» Given exercise
Could you render each of the items below as a JSON list of strings, with one string per line and any blank lines omitted?

Location identification items:
+ + +
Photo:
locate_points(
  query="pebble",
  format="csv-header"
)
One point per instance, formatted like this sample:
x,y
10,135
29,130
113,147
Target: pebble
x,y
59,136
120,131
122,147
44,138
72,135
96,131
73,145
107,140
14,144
+ + +
» Response below
[
  "Photo:",
  "locate_points(",
  "  query=\"pebble\",",
  "  format=\"csv-header\"",
  ")",
  "One point per instance, formatted like this sample:",
  "x,y",
  "10,135",
  "29,130",
  "113,147",
  "Target: pebble",
  "x,y",
  "59,136",
  "120,131",
  "122,147",
  "44,138",
  "72,135",
  "96,131",
  "73,145",
  "107,140",
  "14,144"
]